▸ EXERCISE TEXT:

Rehab programs impart the addict with coping mechanisms for relapse prevention. Some facilities also offer workshops and education to impart life skills to help the addict earn a living once the treatment ends.
Some of these workshops provide recreational skills to equip the addict with healthy ways to enjoy their leisure.
In most cases, addiction co-occurs with mental health issues. A court-mandated rehab provides an opportunity to address the mental health issues plus the addiction problem.
Is court-ordered drug and alcohol treatment effective?
Contrary to popular belief, court-ordered rehab is just as effective as voluntary rehab.
Some reports show that court-mandated rehab treatment promotes long-term attendance because of the legal pressure and steep consequences enforced by law .
Another study showed that although active participation was low among addicts forced into treatment, they were more likely to complete inpatient treatment, unlike those who voluntarily went for treatment .
Still, other studies suggest that mandated treatment is ineffective . Overall, there is limited research on the effectiveness of mandatory alcohol rehab detox in reducing addiction in the long term.
The evidence available that supports the efficacy of this approach is majorly from short-term studies.

▸ PARTS OF THE EXERCISE:
• a. Copy, word for word, the part of the court-ordered rehab passage that opens with the words containing "In most cases, addiction" and closes with "alcohol treatment effective?".
• b. Answer these questions from the court-ordered rehab passage:
(i) Besides the addiction problem, what does a court-mandated rehab provide an opportunity to address?
(ii) According to some reports, what makes court-mandated treatment promote long-term attendance?
(iii) Most of the available evidence supporting the efficacy of this approach comes from what kind of studies?
• c. Resume the court-ordered rehab passage after its last sentence.
The material comes from a source unrelated to the court-ordered rehab passage.

▸ SUPPLIED MATERIAL:
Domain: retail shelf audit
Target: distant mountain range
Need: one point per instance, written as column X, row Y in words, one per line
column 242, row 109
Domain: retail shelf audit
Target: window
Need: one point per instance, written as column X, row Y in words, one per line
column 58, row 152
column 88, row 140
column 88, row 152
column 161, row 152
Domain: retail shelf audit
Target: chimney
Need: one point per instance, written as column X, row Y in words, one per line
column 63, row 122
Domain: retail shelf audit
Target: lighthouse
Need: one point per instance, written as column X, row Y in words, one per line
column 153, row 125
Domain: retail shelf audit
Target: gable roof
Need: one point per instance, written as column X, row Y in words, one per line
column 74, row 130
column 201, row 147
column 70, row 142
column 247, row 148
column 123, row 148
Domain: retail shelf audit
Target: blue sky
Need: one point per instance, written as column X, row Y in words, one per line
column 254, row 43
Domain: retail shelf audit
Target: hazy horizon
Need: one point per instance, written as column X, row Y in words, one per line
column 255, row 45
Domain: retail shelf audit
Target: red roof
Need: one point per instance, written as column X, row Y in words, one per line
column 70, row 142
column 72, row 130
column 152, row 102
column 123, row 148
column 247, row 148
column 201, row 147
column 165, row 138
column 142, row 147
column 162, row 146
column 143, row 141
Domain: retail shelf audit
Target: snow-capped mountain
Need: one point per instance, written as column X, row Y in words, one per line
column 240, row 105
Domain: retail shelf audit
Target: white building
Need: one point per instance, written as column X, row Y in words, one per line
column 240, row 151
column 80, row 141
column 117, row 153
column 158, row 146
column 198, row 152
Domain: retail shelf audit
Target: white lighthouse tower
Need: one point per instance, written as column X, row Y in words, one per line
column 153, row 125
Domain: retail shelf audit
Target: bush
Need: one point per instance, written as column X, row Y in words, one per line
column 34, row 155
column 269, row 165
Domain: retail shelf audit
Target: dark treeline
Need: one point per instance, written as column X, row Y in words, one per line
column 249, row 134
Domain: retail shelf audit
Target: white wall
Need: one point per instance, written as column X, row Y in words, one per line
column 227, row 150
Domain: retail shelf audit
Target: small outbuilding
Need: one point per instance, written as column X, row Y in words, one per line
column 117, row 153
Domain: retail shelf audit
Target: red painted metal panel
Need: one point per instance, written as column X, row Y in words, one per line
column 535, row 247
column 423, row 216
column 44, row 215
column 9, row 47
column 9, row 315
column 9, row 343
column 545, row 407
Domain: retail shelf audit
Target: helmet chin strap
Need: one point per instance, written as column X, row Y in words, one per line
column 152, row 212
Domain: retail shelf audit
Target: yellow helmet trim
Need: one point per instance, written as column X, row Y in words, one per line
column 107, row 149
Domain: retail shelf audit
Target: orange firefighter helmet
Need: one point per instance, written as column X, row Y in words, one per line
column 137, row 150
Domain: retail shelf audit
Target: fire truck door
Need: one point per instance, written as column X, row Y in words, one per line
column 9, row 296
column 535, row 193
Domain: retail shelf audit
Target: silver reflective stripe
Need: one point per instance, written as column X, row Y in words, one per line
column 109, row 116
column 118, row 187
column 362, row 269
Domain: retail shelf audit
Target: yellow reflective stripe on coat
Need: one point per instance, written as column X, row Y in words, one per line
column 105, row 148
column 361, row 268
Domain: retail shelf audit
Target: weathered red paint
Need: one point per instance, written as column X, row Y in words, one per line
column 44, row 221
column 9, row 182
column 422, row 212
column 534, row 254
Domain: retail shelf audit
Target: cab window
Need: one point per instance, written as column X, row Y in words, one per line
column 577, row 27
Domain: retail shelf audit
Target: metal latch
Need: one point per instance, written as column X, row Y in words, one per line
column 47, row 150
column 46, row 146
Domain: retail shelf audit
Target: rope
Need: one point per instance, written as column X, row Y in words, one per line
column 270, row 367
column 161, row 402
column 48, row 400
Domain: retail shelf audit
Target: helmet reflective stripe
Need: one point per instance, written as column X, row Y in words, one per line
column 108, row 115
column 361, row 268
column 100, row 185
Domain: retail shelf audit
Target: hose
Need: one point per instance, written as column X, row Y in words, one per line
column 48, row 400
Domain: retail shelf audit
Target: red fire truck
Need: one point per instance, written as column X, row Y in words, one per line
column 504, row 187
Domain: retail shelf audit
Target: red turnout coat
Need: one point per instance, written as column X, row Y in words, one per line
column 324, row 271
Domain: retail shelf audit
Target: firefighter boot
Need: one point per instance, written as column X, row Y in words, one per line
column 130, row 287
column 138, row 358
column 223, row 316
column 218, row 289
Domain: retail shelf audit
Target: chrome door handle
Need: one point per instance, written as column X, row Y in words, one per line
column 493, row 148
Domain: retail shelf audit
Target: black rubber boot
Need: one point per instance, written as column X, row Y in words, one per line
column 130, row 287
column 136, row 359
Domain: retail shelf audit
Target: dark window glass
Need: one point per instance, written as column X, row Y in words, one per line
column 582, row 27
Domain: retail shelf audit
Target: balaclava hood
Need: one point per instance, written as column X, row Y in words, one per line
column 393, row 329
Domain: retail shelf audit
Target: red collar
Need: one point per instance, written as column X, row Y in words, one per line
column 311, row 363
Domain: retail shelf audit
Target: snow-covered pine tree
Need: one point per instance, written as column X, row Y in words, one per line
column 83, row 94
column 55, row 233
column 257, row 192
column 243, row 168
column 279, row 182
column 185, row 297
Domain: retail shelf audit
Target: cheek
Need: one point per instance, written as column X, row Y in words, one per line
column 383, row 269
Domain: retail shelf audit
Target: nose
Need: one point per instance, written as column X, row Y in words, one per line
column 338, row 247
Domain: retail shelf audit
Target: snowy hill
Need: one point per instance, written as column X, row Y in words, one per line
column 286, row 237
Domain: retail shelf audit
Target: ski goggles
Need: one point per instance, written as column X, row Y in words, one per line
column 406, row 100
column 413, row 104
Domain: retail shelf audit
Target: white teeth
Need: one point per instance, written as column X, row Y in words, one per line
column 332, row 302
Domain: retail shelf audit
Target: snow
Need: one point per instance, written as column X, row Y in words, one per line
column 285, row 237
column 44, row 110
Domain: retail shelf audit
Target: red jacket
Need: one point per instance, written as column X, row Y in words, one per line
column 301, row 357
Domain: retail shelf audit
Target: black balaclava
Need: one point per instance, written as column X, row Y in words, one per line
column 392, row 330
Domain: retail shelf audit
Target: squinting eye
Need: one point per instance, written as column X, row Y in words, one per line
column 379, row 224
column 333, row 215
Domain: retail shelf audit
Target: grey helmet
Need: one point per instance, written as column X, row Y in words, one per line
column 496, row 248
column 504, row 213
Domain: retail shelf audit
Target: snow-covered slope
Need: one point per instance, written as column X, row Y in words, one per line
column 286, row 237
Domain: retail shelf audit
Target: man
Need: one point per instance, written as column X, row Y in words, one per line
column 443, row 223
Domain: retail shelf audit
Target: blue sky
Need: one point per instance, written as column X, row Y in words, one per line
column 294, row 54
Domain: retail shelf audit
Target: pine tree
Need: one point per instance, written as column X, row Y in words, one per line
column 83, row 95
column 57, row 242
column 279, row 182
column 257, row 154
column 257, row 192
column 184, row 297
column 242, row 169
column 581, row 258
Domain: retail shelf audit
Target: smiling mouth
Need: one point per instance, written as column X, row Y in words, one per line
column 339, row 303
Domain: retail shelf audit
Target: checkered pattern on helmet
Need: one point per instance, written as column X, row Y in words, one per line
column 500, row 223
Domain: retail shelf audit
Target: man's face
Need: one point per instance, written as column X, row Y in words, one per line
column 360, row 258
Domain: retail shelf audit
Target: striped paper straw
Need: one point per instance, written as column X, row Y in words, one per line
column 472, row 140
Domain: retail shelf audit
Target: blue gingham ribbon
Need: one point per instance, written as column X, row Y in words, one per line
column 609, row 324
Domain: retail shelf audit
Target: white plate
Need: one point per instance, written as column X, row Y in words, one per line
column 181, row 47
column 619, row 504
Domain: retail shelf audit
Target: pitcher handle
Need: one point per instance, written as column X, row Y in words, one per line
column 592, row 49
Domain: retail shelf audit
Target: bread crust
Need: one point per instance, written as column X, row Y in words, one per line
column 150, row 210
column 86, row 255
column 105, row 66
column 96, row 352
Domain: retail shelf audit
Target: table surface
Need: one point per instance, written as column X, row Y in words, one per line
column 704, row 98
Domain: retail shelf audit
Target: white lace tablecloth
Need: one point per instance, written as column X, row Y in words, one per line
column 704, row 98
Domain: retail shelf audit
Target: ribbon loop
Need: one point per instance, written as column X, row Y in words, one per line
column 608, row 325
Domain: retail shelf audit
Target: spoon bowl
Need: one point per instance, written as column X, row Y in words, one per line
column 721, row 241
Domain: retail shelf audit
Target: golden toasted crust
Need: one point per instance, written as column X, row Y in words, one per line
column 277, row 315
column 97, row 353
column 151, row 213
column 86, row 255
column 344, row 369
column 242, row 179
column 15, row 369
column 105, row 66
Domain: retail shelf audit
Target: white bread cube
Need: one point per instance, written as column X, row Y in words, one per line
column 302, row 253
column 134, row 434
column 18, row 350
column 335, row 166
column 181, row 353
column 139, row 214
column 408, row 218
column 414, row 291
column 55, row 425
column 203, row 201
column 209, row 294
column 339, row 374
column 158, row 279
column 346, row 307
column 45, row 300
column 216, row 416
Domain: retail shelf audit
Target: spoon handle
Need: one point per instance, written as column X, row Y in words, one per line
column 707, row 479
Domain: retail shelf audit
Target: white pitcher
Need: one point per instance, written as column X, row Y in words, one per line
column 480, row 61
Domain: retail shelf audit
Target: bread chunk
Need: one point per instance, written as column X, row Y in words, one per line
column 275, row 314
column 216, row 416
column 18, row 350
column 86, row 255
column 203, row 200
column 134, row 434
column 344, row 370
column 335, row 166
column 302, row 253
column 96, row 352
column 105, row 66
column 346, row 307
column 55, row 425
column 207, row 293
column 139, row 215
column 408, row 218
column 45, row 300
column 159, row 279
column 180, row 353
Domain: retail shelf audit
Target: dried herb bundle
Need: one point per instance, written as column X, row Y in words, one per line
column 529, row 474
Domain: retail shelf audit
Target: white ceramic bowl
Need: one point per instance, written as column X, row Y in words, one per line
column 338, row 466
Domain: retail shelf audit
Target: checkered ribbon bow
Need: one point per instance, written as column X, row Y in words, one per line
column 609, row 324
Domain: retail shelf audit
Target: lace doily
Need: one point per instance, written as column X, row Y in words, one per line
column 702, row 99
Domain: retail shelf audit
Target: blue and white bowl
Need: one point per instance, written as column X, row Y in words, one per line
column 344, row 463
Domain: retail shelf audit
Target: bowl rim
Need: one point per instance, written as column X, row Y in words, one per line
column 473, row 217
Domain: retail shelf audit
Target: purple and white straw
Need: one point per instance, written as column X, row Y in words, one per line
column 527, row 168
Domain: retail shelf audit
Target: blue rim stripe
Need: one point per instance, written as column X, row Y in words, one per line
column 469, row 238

▸ ANSWERS BY TASK:
• a.
In most cases, addiction co-occurs with mental health issues. A court-mandated rehab provides an opportunity to address the mental health issues plus the addiction problem.
Is court-ordered drug and alcohol treatment effective?

• b.
(i) The mental health issues that co-occur with addiction.
(ii) The legal pressure and steep consequences enforced by law.
(iii) Short-term studies.

• c.
Other researchers show that the success of the court-mandated approach varies from program to program . Other researchers argue that the success of a treatment program ultimately depends on the individual.
If the person does not want to change, they will not change. The good news is that criminal offenders are coerced into treatment and end up seeing the need to change.
Consequences for violating court-ordered rehab
An addict who violates a court mandate to visit a treatment centre is liable to stricter punishment.
A person may violate the court order by selling drugs, possessing drug related paraphernalia, or relapsing multiple times.
Another way an addict breaks a court mandated rehab is by refusing to enrol in treatment or stop attending altogether.
Consequences for violating court orders vary depending on:
- The type of violation
- The addict's criminal history.
- Time spent in treatment.
- Frequency of offending
- Behaviour during treatment.
Typically, repeated violations attract severe consequences, e.g., incarceration. Most criminal offenders opt for private drug or alcohol treatment instead of incarceration.
A violation may result in immediate incarceration, hefty fines, or a longer jail term. The addict may face the full extent of the law in terms of punishment for the crime they committed under the influence.
If the offender successfully completes the court ordered rehab, the charges may be dropped, or the sentence lowered (depending on the nature of the offence).
In addition, the crime may be removed from the person's record. Court ordered rehab gives the addict a chance to regain a crime-free life.
Duration of court ordered rehab
The court ordered rehab usually takes 60 days at most. However, there are cases where the court may extend the duration. This may happen if the experts report little improvement from the addict.
Once the individual completes rehab, it is up to them to decide whether they want to stay or opt-out.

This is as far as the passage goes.